Cuando el defensa costarricense Michael Umaña, de oficio jornalero antes de jugar al fútbol, falló el penal frente al portero de Holanda, miré alrededor del tenderete donde me hallaba el sábado y vi a varios jóvenes llorando.
Dolía en el alma ver a esos muchachos. Son hijos de costarricenses que el destino los puso en El Salvador. Ellos sabían que al detener el portero holandés un penal pateado por un costarricense, acababan de joder al país. Cada lágrima era una amargura íntima, infinita.
Por eso sentí la necesidad de ayudar a restaurar las caras de esos jóvenes.
Sabía que la derrota, que no fue tal, ni será nunca una verdadera derrota, puliría el carácter de esos jóvenes.
Entonces abracé a uno de ellos como se abraza a quien está a 800 kilómetros de su patria. Lo hice como si fuese el patrocinador de la diatriba y entonces pude decirles: “Llegamos como enanos. Nadie daba un cinco por Costa Rica. Salimos como gigantes, como héroes. En tiempos reglamentarios nadie nos ganó. Eso es lo que deben llevar adentro”.

* _Tareas del ejercicio_
A: Copia sin cambios, del texto sobre el penal de Costa Rica ante Holanda, el tramo que va desde "Dolía en el" hasta "carácter de esos jóvenes.".
B: Prosigue el texto sobre el penal de Costa Rica ante Holanda a partir de su última oración.

* _Entradas_
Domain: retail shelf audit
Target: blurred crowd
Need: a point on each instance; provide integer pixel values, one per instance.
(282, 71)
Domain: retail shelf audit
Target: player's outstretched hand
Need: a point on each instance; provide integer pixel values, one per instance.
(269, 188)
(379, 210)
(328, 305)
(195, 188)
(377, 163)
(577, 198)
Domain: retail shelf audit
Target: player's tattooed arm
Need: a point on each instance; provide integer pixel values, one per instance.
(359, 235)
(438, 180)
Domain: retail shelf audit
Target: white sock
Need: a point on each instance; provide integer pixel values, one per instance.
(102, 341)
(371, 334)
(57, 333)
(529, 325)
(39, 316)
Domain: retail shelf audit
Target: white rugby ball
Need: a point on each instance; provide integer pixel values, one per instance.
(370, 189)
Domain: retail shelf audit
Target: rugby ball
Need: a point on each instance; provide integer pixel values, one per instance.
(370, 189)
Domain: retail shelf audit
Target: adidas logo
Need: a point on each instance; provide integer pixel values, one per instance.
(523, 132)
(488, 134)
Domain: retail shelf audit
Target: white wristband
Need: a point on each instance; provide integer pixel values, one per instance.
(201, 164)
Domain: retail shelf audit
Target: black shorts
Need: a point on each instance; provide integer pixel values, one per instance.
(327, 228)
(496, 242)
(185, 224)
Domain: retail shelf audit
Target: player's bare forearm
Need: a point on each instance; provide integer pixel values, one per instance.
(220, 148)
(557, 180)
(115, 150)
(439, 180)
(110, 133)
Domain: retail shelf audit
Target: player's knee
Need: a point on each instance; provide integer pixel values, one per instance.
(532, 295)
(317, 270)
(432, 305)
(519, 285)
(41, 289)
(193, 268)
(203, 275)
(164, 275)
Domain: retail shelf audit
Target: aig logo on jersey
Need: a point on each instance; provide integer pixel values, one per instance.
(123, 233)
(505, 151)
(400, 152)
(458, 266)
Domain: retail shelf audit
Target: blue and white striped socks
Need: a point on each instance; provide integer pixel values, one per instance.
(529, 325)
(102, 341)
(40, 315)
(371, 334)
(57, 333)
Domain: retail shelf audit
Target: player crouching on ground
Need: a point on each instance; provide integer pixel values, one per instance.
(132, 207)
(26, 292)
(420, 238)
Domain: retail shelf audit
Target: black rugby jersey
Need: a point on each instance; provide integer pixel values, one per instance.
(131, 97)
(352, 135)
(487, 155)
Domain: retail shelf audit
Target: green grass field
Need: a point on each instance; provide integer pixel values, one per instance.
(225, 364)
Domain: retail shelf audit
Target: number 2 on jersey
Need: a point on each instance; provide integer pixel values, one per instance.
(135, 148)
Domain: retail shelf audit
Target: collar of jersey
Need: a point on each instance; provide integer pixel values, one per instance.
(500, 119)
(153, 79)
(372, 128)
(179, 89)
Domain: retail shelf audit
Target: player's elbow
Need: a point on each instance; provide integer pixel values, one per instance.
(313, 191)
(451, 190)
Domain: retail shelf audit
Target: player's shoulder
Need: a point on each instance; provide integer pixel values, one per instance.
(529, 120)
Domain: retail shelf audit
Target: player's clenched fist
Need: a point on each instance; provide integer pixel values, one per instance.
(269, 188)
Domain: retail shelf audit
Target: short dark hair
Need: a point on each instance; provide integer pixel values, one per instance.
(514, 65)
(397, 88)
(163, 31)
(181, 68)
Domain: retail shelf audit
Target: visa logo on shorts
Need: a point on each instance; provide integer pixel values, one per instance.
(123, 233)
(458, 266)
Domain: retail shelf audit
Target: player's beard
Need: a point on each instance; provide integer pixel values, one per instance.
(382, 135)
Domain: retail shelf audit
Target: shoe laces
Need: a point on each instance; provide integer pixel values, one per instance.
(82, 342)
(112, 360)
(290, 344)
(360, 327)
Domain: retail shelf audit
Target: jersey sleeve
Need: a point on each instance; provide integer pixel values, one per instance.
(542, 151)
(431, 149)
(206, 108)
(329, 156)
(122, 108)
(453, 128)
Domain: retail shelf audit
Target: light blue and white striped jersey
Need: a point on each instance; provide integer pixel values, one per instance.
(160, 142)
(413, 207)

* _Resultados del ejercicio_
A:
Dolía en el alma ver a esos muchachos. Son hijos de costarricenses que el destino los puso en El Salvador. Ellos sabían que al detener el portero holandés un penal pateado por un costarricense, acababan de joder al país. Cada lágrima era una amargura íntima, infinita.
Por eso sentí la necesidad de ayudar a restaurar las caras de esos jóvenes.
Sabía que la derrota, que no fue tal, ni será nunca una verdadera derrota, puliría el carácter de esos jóvenes.

B:
Habría dado lo que fuese para abrazar, en ese momento, a cualquiera de mis hijos. Pero ellos también estaban a 800 kilómetros de El Salvador. Sospechaba que estarían sufriendo por el destino de esos jugadores que arriesgaron sus meniscos y tibias sobre el césped sin temores ni empalagos.
El partido entre Costa Rica y Holanda había acabado de una manera perpleja y emocionante. Eso sí: Holanda no pudo hacerle a Costa Rica los mismos agravios que a otros a países como España o México.
En fútbol todo estreno es un patíbulo. Pero a pesar de que el PIB de Costa Rica es un grano de maíz del PIB de cualquiera de los cuatro países semifinalistas del campeonato mundial, la verdad es que Holanda no arrolló a Costa Rica.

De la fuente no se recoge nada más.